• [What is being asked] Copy out each line of the material below that contains the word "mountain".

Excerpts from a point labeling dataset:
____________________

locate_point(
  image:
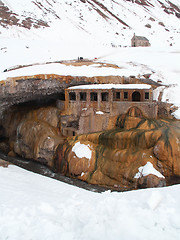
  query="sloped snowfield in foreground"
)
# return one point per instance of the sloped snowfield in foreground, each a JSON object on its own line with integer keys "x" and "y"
{"x": 36, "y": 207}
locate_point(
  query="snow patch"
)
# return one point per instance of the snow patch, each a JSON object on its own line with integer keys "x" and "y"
{"x": 146, "y": 170}
{"x": 82, "y": 150}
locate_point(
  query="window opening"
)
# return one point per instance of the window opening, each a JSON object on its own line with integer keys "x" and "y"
{"x": 72, "y": 96}
{"x": 146, "y": 95}
{"x": 93, "y": 96}
{"x": 83, "y": 96}
{"x": 136, "y": 97}
{"x": 125, "y": 95}
{"x": 118, "y": 95}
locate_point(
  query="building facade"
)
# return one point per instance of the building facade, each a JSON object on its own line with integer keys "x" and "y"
{"x": 93, "y": 108}
{"x": 139, "y": 41}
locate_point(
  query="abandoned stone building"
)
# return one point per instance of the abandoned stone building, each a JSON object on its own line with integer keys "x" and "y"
{"x": 139, "y": 41}
{"x": 92, "y": 108}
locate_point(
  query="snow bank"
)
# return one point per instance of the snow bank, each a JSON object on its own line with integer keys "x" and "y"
{"x": 82, "y": 150}
{"x": 146, "y": 170}
{"x": 36, "y": 207}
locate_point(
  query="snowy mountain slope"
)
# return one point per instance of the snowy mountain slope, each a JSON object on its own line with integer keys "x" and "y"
{"x": 107, "y": 21}
{"x": 36, "y": 207}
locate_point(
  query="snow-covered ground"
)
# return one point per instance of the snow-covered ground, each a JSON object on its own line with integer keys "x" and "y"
{"x": 163, "y": 63}
{"x": 36, "y": 207}
{"x": 33, "y": 207}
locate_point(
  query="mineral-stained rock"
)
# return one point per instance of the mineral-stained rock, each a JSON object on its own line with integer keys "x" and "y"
{"x": 118, "y": 153}
{"x": 150, "y": 181}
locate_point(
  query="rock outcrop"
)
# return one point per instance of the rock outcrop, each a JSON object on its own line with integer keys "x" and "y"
{"x": 33, "y": 134}
{"x": 117, "y": 154}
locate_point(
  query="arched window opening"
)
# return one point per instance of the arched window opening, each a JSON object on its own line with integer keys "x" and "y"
{"x": 136, "y": 97}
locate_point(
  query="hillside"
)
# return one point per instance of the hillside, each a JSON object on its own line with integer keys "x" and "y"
{"x": 108, "y": 21}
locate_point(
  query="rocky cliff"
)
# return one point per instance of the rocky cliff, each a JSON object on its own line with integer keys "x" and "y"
{"x": 116, "y": 156}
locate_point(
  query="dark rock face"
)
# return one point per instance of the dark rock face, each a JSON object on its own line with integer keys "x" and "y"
{"x": 23, "y": 89}
{"x": 118, "y": 153}
{"x": 34, "y": 134}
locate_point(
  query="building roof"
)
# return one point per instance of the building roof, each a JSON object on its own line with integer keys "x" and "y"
{"x": 111, "y": 86}
{"x": 141, "y": 38}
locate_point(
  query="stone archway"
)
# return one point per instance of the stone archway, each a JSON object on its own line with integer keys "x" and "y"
{"x": 136, "y": 96}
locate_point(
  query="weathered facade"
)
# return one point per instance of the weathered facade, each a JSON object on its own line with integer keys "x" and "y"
{"x": 139, "y": 41}
{"x": 92, "y": 108}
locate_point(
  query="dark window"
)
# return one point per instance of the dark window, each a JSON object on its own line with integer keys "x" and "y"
{"x": 136, "y": 96}
{"x": 62, "y": 96}
{"x": 104, "y": 96}
{"x": 118, "y": 95}
{"x": 147, "y": 95}
{"x": 82, "y": 96}
{"x": 93, "y": 96}
{"x": 125, "y": 95}
{"x": 72, "y": 96}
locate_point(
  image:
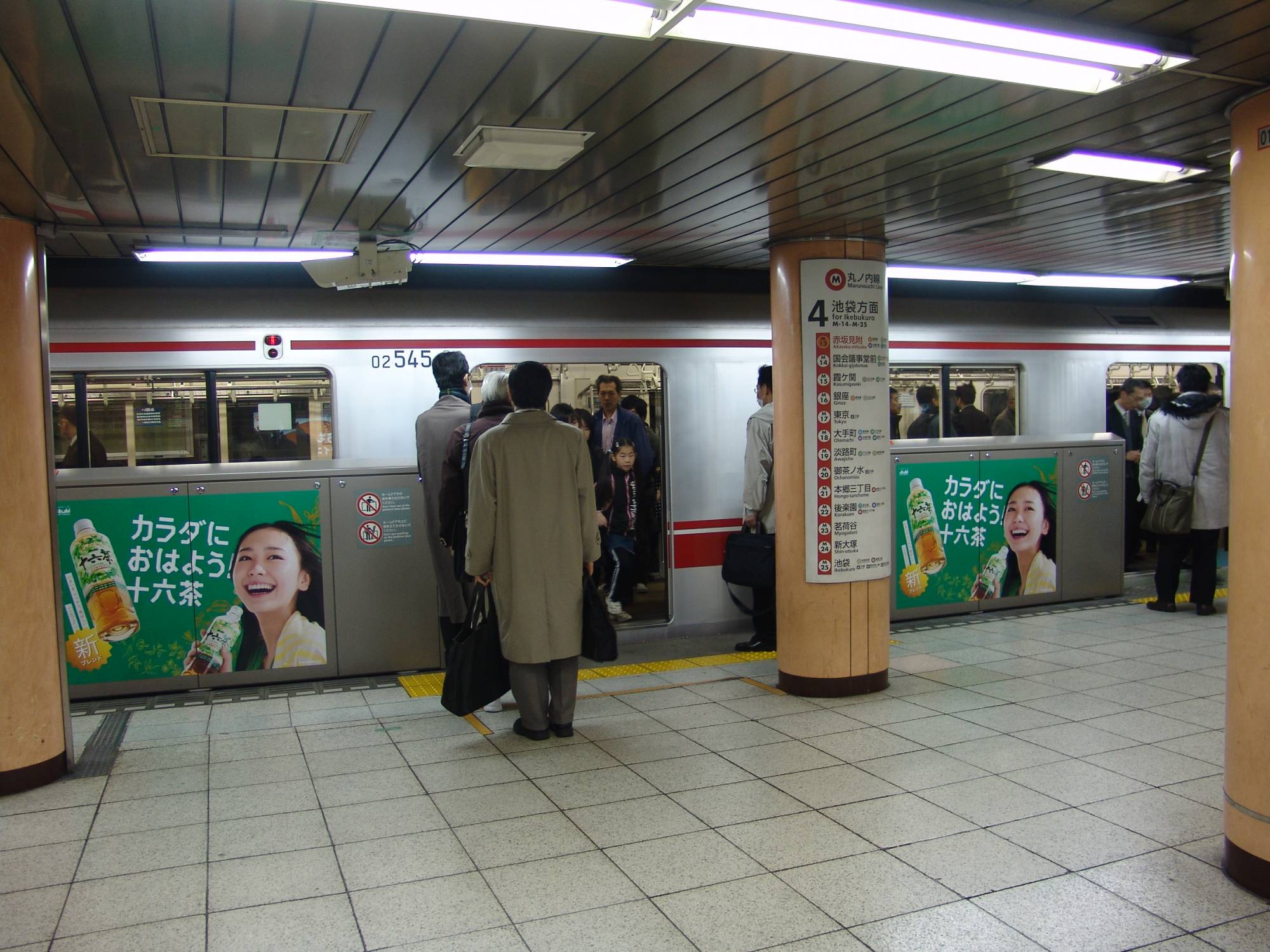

____________________

• [Task solution]
  query="snowy mountain slope"
# return one point per instance of the snowy mountain slope, each a JSON object on its own line with integer keys "x" and "y"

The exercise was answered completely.